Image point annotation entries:
-*-
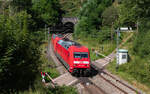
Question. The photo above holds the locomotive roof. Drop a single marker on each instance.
(66, 43)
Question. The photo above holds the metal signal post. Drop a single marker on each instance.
(117, 50)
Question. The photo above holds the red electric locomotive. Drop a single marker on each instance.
(74, 56)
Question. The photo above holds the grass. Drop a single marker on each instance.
(124, 74)
(49, 67)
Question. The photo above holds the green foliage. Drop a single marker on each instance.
(46, 12)
(133, 10)
(142, 44)
(62, 90)
(71, 8)
(19, 55)
(90, 21)
(20, 5)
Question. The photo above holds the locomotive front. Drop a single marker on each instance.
(81, 60)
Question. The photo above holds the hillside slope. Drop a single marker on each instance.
(71, 7)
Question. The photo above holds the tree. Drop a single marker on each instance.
(46, 12)
(90, 18)
(19, 55)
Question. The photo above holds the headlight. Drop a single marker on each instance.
(86, 62)
(76, 62)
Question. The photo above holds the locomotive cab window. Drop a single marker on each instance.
(80, 55)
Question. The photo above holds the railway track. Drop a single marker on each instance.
(91, 87)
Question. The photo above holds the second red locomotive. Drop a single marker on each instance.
(74, 56)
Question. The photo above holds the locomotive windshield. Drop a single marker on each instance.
(80, 55)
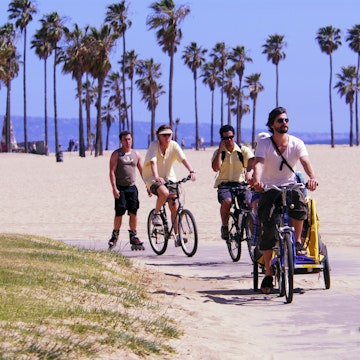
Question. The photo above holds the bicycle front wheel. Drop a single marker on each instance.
(157, 235)
(188, 233)
(234, 242)
(287, 272)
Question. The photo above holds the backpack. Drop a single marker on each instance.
(240, 156)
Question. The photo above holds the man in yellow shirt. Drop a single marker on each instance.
(158, 167)
(231, 161)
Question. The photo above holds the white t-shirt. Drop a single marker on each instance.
(272, 175)
(164, 162)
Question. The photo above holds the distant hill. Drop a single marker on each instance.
(68, 129)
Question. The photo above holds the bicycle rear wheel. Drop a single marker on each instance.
(287, 273)
(234, 241)
(157, 235)
(247, 233)
(188, 233)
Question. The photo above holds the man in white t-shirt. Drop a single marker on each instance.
(270, 169)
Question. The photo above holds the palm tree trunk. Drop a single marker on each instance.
(212, 118)
(98, 141)
(277, 85)
(132, 111)
(196, 115)
(24, 89)
(45, 108)
(330, 102)
(8, 119)
(170, 86)
(356, 104)
(222, 100)
(152, 122)
(123, 80)
(81, 124)
(55, 106)
(254, 124)
(351, 124)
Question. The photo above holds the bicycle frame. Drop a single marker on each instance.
(284, 260)
(238, 222)
(163, 214)
(183, 221)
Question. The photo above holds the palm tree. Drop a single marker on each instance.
(75, 62)
(9, 68)
(329, 40)
(149, 72)
(43, 50)
(347, 87)
(167, 18)
(255, 86)
(210, 74)
(22, 11)
(239, 58)
(89, 93)
(52, 26)
(273, 48)
(130, 64)
(116, 16)
(108, 118)
(220, 56)
(193, 57)
(100, 43)
(112, 89)
(229, 90)
(354, 43)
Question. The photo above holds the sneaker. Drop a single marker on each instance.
(224, 232)
(300, 249)
(156, 220)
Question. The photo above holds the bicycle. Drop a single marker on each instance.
(159, 235)
(284, 250)
(240, 223)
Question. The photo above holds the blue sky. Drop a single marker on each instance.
(303, 75)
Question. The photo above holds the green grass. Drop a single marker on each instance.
(61, 302)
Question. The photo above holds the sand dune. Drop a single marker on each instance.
(72, 201)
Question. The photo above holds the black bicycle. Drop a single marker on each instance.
(159, 235)
(240, 224)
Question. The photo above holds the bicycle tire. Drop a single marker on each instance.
(234, 241)
(247, 231)
(288, 268)
(157, 236)
(326, 271)
(188, 233)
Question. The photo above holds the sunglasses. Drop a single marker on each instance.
(280, 121)
(228, 137)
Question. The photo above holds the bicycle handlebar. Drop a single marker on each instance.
(285, 187)
(183, 180)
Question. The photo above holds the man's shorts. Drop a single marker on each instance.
(224, 192)
(129, 200)
(155, 186)
(267, 213)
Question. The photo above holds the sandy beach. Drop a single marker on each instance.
(210, 296)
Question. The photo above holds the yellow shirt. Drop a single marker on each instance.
(232, 169)
(164, 162)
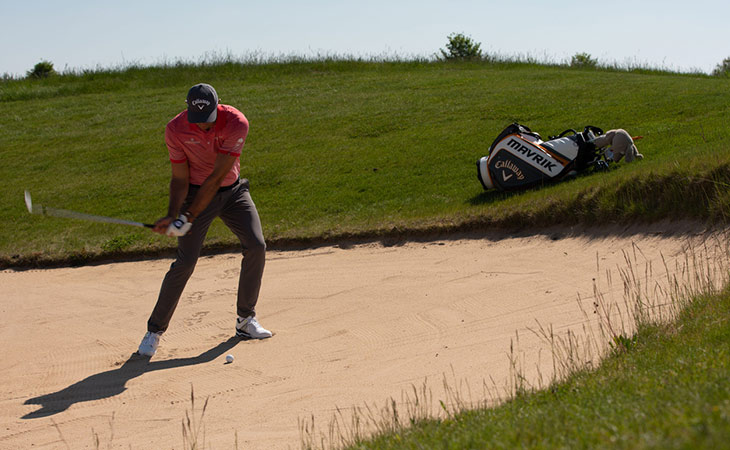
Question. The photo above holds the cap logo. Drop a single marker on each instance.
(201, 103)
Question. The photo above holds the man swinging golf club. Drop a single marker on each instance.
(205, 142)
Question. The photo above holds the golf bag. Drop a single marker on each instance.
(520, 159)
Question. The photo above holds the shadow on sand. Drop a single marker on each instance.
(113, 382)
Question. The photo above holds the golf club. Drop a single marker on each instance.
(46, 211)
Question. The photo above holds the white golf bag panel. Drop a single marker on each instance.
(519, 158)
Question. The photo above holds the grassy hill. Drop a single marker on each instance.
(349, 148)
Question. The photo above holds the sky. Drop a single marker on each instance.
(683, 36)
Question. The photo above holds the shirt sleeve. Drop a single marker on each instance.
(177, 154)
(235, 135)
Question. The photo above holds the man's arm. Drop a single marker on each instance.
(223, 165)
(179, 183)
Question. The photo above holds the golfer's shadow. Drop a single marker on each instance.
(113, 382)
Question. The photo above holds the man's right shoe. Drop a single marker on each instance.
(149, 344)
(250, 328)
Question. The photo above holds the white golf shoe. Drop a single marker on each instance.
(250, 328)
(149, 344)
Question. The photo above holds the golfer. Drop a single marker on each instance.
(205, 142)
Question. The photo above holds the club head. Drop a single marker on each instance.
(28, 202)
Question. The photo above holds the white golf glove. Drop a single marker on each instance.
(179, 226)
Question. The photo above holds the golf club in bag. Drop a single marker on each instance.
(519, 158)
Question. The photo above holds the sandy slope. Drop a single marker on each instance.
(352, 326)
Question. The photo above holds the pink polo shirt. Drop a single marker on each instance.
(186, 142)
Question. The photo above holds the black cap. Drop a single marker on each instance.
(202, 104)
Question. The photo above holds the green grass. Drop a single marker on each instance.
(351, 149)
(669, 389)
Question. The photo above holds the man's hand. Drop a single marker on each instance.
(179, 226)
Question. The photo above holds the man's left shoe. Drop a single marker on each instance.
(250, 328)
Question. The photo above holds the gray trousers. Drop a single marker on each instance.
(237, 210)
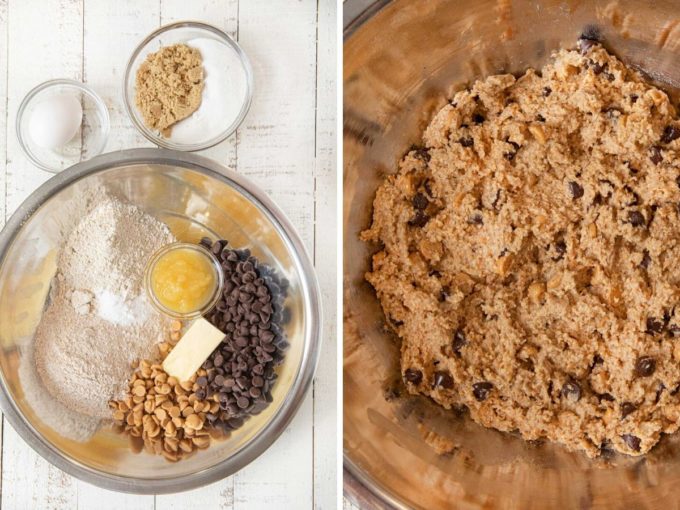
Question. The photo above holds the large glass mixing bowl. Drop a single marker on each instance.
(195, 197)
(402, 60)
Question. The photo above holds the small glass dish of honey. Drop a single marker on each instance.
(183, 280)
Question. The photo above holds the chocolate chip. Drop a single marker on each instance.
(645, 366)
(459, 342)
(646, 260)
(634, 197)
(481, 390)
(251, 313)
(466, 141)
(428, 188)
(654, 326)
(413, 376)
(476, 219)
(561, 249)
(576, 190)
(596, 66)
(627, 408)
(584, 45)
(571, 390)
(420, 201)
(633, 442)
(636, 218)
(421, 153)
(419, 220)
(510, 155)
(670, 133)
(443, 379)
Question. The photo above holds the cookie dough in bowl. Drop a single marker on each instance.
(529, 258)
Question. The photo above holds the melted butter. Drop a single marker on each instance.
(183, 280)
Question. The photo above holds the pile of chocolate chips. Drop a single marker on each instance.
(250, 312)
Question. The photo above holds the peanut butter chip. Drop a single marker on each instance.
(163, 416)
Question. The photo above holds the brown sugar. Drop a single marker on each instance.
(169, 86)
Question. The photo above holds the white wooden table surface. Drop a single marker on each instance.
(287, 145)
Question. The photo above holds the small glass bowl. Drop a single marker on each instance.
(88, 142)
(219, 277)
(176, 33)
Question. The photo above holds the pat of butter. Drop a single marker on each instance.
(193, 349)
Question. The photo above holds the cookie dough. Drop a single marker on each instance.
(530, 255)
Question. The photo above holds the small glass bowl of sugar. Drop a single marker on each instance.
(227, 86)
(61, 123)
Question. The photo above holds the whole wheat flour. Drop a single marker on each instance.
(83, 349)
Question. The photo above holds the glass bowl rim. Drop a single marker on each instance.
(165, 142)
(41, 87)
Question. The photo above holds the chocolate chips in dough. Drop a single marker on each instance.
(530, 251)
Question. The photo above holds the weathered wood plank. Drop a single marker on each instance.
(325, 258)
(276, 149)
(42, 44)
(112, 30)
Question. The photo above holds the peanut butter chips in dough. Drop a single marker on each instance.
(530, 259)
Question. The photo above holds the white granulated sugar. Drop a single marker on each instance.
(98, 320)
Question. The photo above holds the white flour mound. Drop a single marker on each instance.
(84, 346)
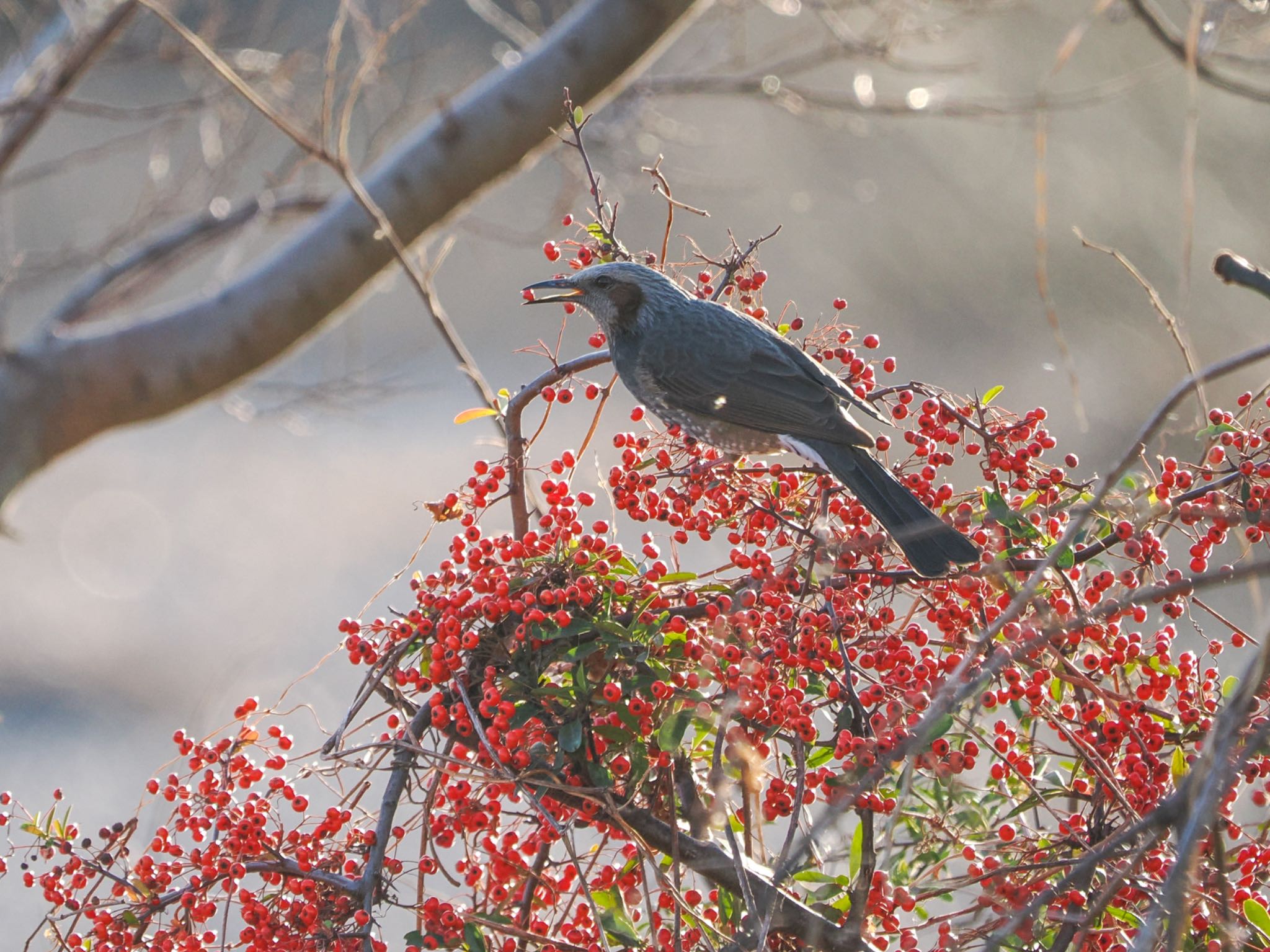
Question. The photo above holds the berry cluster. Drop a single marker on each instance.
(732, 649)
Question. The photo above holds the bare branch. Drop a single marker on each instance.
(71, 61)
(1235, 269)
(1175, 41)
(70, 389)
(516, 445)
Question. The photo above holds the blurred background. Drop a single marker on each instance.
(163, 573)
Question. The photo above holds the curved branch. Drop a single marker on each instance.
(58, 393)
(1173, 38)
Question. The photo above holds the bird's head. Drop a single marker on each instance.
(619, 295)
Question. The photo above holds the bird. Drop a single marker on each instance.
(734, 383)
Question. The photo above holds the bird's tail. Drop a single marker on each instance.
(929, 542)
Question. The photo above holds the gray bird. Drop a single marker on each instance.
(735, 384)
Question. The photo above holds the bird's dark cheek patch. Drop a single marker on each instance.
(626, 303)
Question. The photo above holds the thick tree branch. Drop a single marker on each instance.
(55, 394)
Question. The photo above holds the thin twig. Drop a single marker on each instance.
(516, 446)
(664, 188)
(735, 259)
(1235, 269)
(81, 53)
(1157, 303)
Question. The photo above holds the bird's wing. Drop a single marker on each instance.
(742, 376)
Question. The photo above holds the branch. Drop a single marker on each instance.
(1235, 269)
(1174, 38)
(68, 390)
(403, 762)
(963, 682)
(516, 445)
(81, 50)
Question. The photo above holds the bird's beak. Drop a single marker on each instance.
(563, 288)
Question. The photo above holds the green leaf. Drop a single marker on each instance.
(858, 851)
(1258, 917)
(474, 940)
(670, 736)
(813, 876)
(1124, 915)
(620, 927)
(822, 755)
(996, 505)
(941, 726)
(676, 577)
(1215, 430)
(619, 736)
(571, 737)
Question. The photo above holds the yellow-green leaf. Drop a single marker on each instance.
(1258, 915)
(475, 414)
(858, 851)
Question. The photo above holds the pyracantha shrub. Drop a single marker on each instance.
(700, 701)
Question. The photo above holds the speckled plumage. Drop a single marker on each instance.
(735, 384)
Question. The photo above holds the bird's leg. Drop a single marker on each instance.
(819, 535)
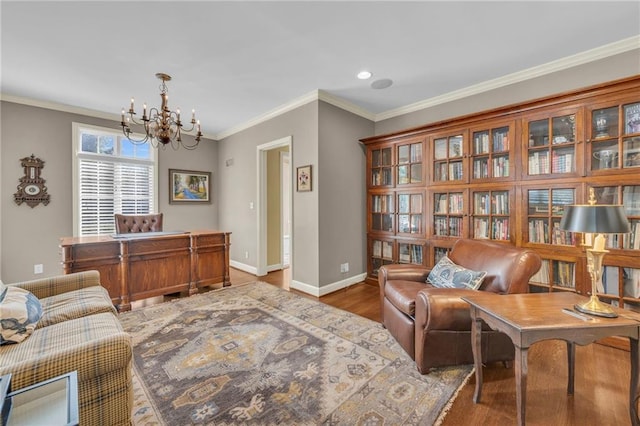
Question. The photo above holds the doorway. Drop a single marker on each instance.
(279, 235)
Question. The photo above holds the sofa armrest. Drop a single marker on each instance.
(47, 287)
(443, 309)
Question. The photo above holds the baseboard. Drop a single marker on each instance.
(324, 290)
(246, 268)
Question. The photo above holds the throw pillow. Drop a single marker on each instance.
(447, 274)
(20, 312)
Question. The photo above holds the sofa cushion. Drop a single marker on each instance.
(446, 274)
(75, 304)
(20, 312)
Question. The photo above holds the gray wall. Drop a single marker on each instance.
(612, 68)
(31, 235)
(341, 175)
(239, 189)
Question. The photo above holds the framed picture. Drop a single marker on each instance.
(303, 175)
(188, 186)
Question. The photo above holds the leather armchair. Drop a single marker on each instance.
(126, 224)
(433, 325)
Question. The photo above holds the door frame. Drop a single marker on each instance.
(261, 210)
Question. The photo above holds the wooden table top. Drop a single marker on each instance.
(543, 311)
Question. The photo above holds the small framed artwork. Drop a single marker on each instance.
(303, 178)
(188, 186)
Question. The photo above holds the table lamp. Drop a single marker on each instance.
(595, 219)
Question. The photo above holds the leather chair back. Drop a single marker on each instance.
(508, 268)
(126, 224)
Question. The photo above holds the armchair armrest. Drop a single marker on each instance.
(406, 272)
(443, 309)
(47, 287)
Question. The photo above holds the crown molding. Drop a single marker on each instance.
(611, 49)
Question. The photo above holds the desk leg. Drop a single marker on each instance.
(476, 336)
(634, 391)
(571, 362)
(521, 382)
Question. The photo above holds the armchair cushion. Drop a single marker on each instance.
(20, 312)
(446, 274)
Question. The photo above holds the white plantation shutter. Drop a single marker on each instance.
(109, 183)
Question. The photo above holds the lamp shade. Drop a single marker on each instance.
(595, 219)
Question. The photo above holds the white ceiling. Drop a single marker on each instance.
(237, 61)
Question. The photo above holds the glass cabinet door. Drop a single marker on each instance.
(545, 208)
(381, 167)
(410, 163)
(448, 158)
(551, 147)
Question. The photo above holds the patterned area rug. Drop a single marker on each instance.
(256, 354)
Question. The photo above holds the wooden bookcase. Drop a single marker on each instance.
(507, 175)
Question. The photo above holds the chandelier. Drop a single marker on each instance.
(162, 126)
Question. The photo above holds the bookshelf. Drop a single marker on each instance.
(507, 175)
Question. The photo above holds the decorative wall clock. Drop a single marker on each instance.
(32, 189)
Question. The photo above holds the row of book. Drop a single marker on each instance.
(497, 229)
(481, 142)
(494, 203)
(452, 203)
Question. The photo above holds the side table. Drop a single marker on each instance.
(530, 318)
(51, 402)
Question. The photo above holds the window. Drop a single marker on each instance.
(110, 175)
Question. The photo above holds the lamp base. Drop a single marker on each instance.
(595, 307)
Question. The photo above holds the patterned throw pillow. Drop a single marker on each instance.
(20, 312)
(448, 274)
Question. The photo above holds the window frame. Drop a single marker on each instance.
(77, 154)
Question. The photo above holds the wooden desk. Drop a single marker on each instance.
(138, 266)
(529, 318)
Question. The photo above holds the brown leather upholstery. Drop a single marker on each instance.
(433, 324)
(126, 224)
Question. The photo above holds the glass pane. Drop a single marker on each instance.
(631, 152)
(538, 162)
(403, 154)
(416, 173)
(481, 228)
(455, 146)
(403, 203)
(403, 223)
(538, 201)
(563, 160)
(416, 203)
(481, 203)
(501, 139)
(564, 129)
(403, 175)
(416, 153)
(481, 142)
(560, 199)
(605, 155)
(604, 123)
(500, 202)
(440, 149)
(632, 118)
(539, 133)
(89, 143)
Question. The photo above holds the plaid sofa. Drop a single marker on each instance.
(79, 330)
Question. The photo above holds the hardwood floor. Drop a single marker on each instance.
(601, 381)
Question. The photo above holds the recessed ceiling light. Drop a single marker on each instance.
(382, 83)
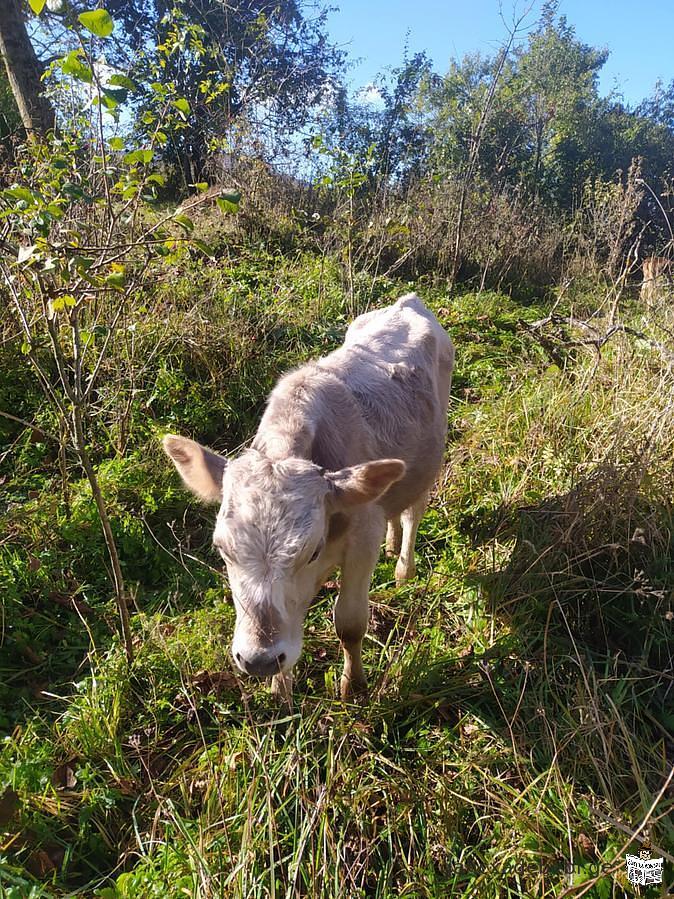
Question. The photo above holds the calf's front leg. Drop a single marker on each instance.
(352, 606)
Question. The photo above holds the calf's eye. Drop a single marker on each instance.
(316, 554)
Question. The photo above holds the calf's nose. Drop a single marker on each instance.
(263, 663)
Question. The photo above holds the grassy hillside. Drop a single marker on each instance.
(519, 726)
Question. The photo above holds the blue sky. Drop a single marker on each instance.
(639, 36)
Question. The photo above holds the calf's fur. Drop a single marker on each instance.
(348, 443)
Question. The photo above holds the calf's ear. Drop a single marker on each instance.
(201, 469)
(364, 483)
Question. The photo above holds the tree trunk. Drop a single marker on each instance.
(23, 70)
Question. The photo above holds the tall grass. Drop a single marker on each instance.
(518, 732)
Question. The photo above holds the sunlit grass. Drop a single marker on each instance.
(518, 727)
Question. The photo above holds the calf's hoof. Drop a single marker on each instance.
(405, 571)
(350, 688)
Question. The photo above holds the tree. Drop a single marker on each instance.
(24, 71)
(248, 61)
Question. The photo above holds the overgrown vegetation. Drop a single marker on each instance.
-*-
● **PROBLEM STATEMENT**:
Copy the entries from the line containing "Question. The photo above holds the calf's fur." through the end of the entries, substituting "cow's" for "calf's" and keeping everything else the same.

● **ANSWER TO THE PROBLEM**:
Question. The photo above holds the cow's fur. Drop a single marker on each instance.
(348, 443)
Question. The photo above holds the cow's ear. Drop a single marker on each instance.
(201, 469)
(364, 483)
Question. The photo above holds the tree trunk. Drop a single marker on each instance.
(23, 70)
Question. The photo above holds the tall grass. Drop a single marker on each instance.
(518, 732)
Question. The photo above holds the sunlit grass. Drop a single marker on each instance.
(518, 727)
Question. The photo above holds the cow's hoof. Drop a single marker on each instance.
(405, 571)
(350, 688)
Question. The photo above holds the tree. Drop a single marker on each instance.
(24, 71)
(248, 61)
Question. The photo above holds the overgrown vegetation. Drop a single marker on each instance.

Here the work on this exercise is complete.